Instructions:
a. Retype a passage from the PaliGemma 2 article, starting at "Gemma-2B: The text" and ending at "not powerful enough.".
b. In the PaliGemma 2 article, what connects SigLIP to Gemma?
c. According to the PaliGemma 2 article, why is Kaggle's free-tier environment a poor choice for fine-tuning? Answer in one to three sentences.

Selected excerpt:
■ ■ ■ ■ ■ ■ ■
Introduction

The evolution of vision-language models has been nothing short of remarkable. From their early stages of independently handling images and text to their current ability to seamlessly integrate the two, these models have reached new heights. Imagine describing the content of a photo, answering detailed questions about it, or creating vivid images from mere text — these are the feats made possible by modern vision-language models.

Fine-tuning these models is the key to unlocking their full potential. While pre-trained models like PaliGemma 2 offer impressive capabilities out of the box, adapting them to specific datasets or tasks can significantly boost their performance. Fine-tuning ensures the model not only generalizes well but also excels in understanding the context and nuances of your application, whether it's medical imaging, e-commerce, or creative content generation.

Meet PaliGemma 2

PaliGemma 2, the latest open-source vision-language model released by Google, is a testament to how far these technologies have come. This sophisticated system takes images and text as inputs and generates textual outputs. Whether you’re creating captions for photos or answering intricate visual questions, PaliGemma 2 is designed to handle it all.

Key Components

SigLIP-So400m: The image encoder, built with a philosophy similar to CLIP, excels at jointly understanding images and text. It processes visual data with remarkable accuracy, making it a robust foundation for multimodal tasks.
Gemma-2B: The text decoder, a powerhouse explicitly crafted for generating coherent and contextually rich text.

By connecting SigLIP's capabilities with Gemma via a simple linear adapter, PaliGemma 2 emerges as a comprehensive solution. Pre-trained on image-text datasets, it is versatile enough to tackle various tasks, such as:

Image Captioning: Generating detailed descriptions of images.
Segmentation: Identifying and labeling objects in images.
Question Answering: Given multimodal inputs of Images and related questions, we can have it answer questions for us.

Let’s get started

🖥

Before diving into fine-tuning PaliGemma 2, it's crucial to be prepared for the resource demands. This process will require a TON of GPU memory. If you're planning to experiment with Kaggle's free-tier environment, note that its 2x T4 GPUs were not powerful enough.
■ ■ ■ ■ ■ ■ ■
Data extract:

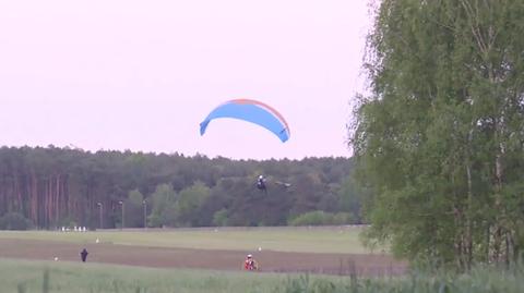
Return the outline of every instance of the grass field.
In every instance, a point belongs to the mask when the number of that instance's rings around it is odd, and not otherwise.
[[[0,284],[7,293],[521,293],[524,270],[476,268],[467,276],[442,272],[356,279],[0,259]]]
[[[46,272],[47,271],[47,272]],[[47,277],[44,277],[47,274]],[[1,292],[272,292],[285,278],[209,270],[0,259]]]
[[[196,249],[230,249],[369,254],[359,242],[361,228],[251,228],[251,229],[172,229],[107,230],[93,232],[21,231],[0,232],[0,239],[62,241],[79,244],[102,243],[178,247]]]

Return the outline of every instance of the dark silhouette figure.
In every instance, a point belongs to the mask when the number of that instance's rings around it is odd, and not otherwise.
[[[257,180],[257,188],[267,193],[267,188],[265,187],[265,178],[263,175],[260,175],[259,180]]]
[[[80,257],[82,257],[82,261],[85,263],[85,260],[87,259],[87,249],[83,249],[81,253],[80,253]]]

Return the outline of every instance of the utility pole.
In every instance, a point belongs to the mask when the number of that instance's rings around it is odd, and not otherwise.
[[[98,212],[99,212],[99,217],[100,217],[100,222],[99,222],[98,225],[99,225],[100,229],[104,229],[104,222],[103,222],[103,216],[102,216],[103,215],[102,209],[104,208],[104,206],[99,202],[96,205],[98,206]]]

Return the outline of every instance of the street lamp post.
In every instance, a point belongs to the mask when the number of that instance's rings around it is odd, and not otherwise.
[[[144,205],[144,229],[147,229],[147,202],[144,199],[142,204]]]
[[[96,205],[98,206],[98,211],[99,211],[99,217],[100,217],[99,227],[100,227],[100,229],[104,229],[104,222],[103,222],[103,218],[102,218],[102,209],[103,209],[104,206],[102,205],[102,203],[97,203]]]
[[[120,206],[122,206],[122,227],[121,227],[121,229],[123,229],[123,227],[126,227],[126,221],[124,221],[126,213],[124,213],[124,208],[123,208],[123,202],[120,200],[120,202],[118,202],[118,204],[120,204]]]

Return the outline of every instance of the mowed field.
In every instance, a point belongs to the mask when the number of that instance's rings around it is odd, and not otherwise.
[[[263,272],[394,276],[406,264],[359,242],[358,227],[0,232],[0,257],[152,268],[240,271],[253,254]],[[259,249],[260,248],[260,249]]]

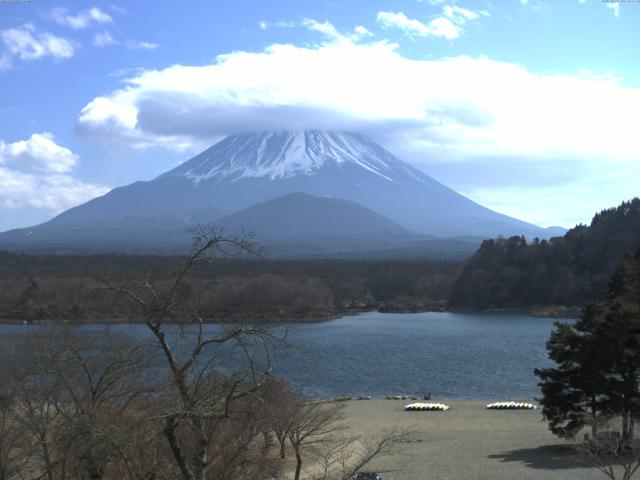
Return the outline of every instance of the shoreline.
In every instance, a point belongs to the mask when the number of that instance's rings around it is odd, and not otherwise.
[[[488,410],[481,400],[435,401],[450,409],[414,412],[404,411],[400,401],[345,402],[345,426],[355,435],[411,433],[396,453],[376,461],[372,471],[402,468],[383,474],[384,480],[602,478],[575,454],[571,442],[551,434],[540,410]]]
[[[416,314],[416,313],[458,313],[458,314],[499,314],[499,315],[526,315],[537,318],[578,318],[581,313],[579,307],[565,306],[548,306],[548,307],[531,307],[531,308],[495,308],[495,309],[455,309],[448,306],[435,306],[433,308],[413,308],[413,307],[397,307],[382,304],[379,307],[352,308],[336,312],[308,312],[300,315],[294,314],[272,314],[270,318],[266,315],[257,313],[224,313],[217,319],[207,318],[205,323],[212,325],[227,325],[234,323],[251,323],[256,325],[281,325],[291,323],[321,323],[337,320],[342,317],[356,316],[363,313],[389,313],[389,314]],[[55,324],[77,324],[77,325],[98,325],[98,324],[140,324],[142,321],[131,321],[130,319],[110,318],[108,320],[90,320],[90,319],[41,319],[41,318],[14,318],[11,316],[0,316],[0,325],[55,325]],[[167,325],[179,324],[180,322],[165,322]]]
■ ■ ■ ■ ■ ■ ■
Answer section:
a.
Gemma-2B: The text decoder, a powerhouse explicitly crafted for generating coherent and contextually rich text.

By connecting SigLIP's capabilities with Gemma via a simple linear adapter, PaliGemma 2 emerges as a comprehensive solution. Pre-trained on image-text datasets, it is versatile enough to tackle various tasks, such as:

Image Captioning: Generating detailed descriptions of images.
Segmentation: Identifying and labeling objects in images.
Question Answering: Given multimodal inputs of Images and related questions, we can have it answer questions for us.

Let’s get started

🖥

Before diving into fine-tuning PaliGemma 2, it's crucial to be prepared for the resource demands. This process will require a TON of GPU memory. If you're planning to experiment with Kaggle's free-tier environment, note that its 2x T4 GPUs were not powerful enough.

b. A simple linear adapter.

c. Fine-tuning PaliGemma 2 demands a very large amount of GPU memory. The free tier's two T4 GPUs were not powerful enough for it.